DIRECTIONS FOR THIS TASK » Count the lines in the material below that contain the string "door", treating uppercase and lowercase letters as different, and reply with only the number.

## Begin

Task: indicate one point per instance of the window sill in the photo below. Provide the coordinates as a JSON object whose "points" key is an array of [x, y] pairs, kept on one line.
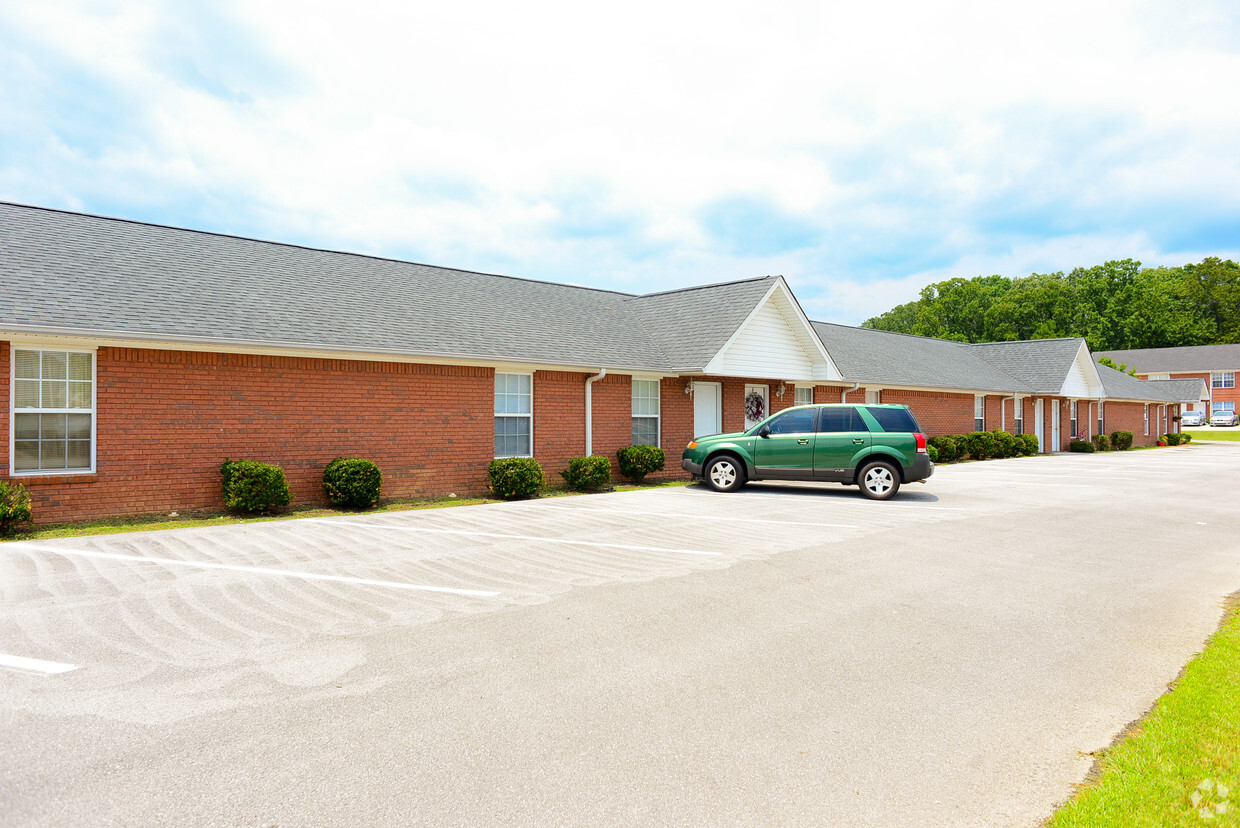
{"points": [[51, 480]]}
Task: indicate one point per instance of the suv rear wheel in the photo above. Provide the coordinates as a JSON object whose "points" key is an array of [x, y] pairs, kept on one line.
{"points": [[879, 481]]}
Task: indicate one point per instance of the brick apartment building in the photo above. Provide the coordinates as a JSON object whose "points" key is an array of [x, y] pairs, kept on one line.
{"points": [[139, 357]]}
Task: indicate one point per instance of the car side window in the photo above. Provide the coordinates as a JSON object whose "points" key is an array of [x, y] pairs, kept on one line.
{"points": [[841, 419], [797, 422]]}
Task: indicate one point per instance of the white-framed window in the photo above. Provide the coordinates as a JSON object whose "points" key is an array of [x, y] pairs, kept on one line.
{"points": [[513, 415], [52, 410], [645, 412]]}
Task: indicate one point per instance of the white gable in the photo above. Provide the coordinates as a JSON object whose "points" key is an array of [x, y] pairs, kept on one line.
{"points": [[1081, 379], [776, 341]]}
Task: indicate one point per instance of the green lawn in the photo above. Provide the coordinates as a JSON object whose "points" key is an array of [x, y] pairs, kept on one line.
{"points": [[1231, 435], [1181, 764]]}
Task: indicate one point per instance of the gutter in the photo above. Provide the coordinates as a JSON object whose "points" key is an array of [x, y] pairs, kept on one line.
{"points": [[589, 409]]}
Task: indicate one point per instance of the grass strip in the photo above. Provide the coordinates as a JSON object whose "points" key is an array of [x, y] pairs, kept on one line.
{"points": [[1179, 765]]}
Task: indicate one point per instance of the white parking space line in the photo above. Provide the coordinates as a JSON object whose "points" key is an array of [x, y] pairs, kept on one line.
{"points": [[35, 665], [520, 537], [587, 510], [256, 570]]}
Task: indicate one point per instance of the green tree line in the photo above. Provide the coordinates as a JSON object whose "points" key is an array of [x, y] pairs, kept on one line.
{"points": [[1115, 306]]}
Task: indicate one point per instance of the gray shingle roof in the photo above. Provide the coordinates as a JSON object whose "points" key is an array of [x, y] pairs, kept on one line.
{"points": [[882, 357], [1042, 365], [691, 326], [1179, 391], [86, 274], [1193, 357]]}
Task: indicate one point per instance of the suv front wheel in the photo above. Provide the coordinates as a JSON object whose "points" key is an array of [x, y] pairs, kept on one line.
{"points": [[724, 474], [879, 481]]}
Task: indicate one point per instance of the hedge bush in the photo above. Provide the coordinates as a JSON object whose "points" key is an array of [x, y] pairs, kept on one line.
{"points": [[639, 461], [980, 445], [252, 486], [1005, 444], [352, 482], [515, 479], [588, 474], [14, 506], [947, 448]]}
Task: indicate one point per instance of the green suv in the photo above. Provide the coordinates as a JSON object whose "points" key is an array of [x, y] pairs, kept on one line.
{"points": [[874, 446]]}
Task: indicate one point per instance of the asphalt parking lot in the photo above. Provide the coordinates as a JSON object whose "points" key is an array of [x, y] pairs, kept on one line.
{"points": [[786, 655]]}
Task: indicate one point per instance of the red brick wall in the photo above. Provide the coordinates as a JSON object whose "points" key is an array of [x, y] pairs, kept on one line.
{"points": [[938, 412], [166, 419]]}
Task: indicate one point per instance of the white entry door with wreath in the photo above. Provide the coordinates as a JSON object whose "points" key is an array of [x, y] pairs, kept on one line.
{"points": [[755, 404]]}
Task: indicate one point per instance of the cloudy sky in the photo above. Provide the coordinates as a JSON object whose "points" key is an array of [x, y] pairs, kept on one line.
{"points": [[861, 150]]}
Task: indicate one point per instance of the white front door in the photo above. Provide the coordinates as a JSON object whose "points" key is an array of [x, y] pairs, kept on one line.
{"points": [[707, 408], [755, 404], [1055, 445], [1037, 424]]}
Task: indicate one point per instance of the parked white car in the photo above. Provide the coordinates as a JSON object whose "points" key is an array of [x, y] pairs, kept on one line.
{"points": [[1193, 418]]}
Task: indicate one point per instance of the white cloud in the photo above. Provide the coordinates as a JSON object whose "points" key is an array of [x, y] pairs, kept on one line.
{"points": [[589, 143]]}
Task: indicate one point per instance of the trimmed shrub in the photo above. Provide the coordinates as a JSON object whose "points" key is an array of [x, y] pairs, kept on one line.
{"points": [[14, 506], [515, 479], [639, 461], [352, 482], [252, 486], [1005, 444], [588, 474], [980, 445], [947, 446]]}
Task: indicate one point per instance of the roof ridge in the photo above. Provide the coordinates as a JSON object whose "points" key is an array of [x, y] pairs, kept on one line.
{"points": [[306, 247], [717, 284]]}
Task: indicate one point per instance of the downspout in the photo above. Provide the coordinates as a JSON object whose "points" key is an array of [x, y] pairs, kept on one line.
{"points": [[1003, 413], [589, 409]]}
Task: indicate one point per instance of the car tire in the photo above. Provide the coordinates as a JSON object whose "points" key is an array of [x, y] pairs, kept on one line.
{"points": [[724, 474], [879, 481]]}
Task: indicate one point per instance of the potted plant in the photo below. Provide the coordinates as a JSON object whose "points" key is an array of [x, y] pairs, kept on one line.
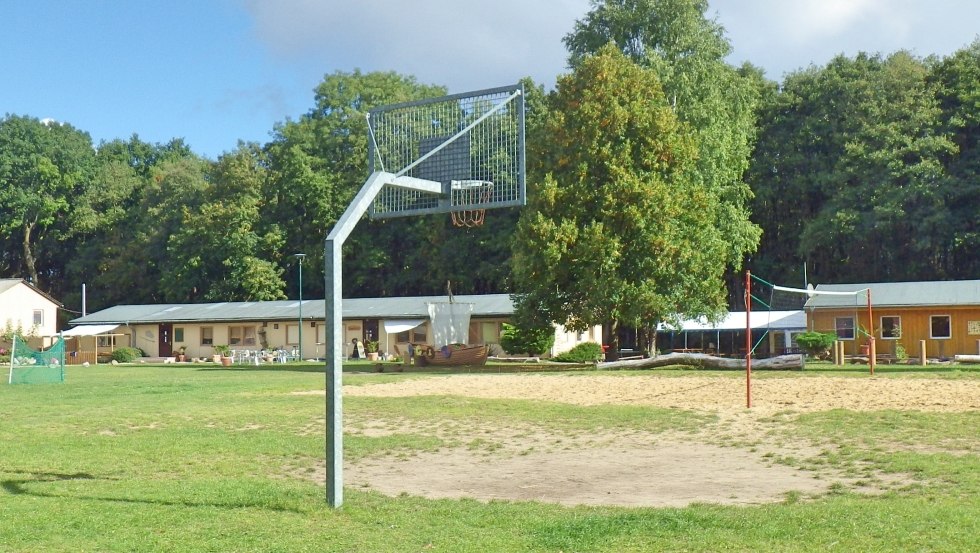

## End

SOLUTION FOR THIS TASK » 2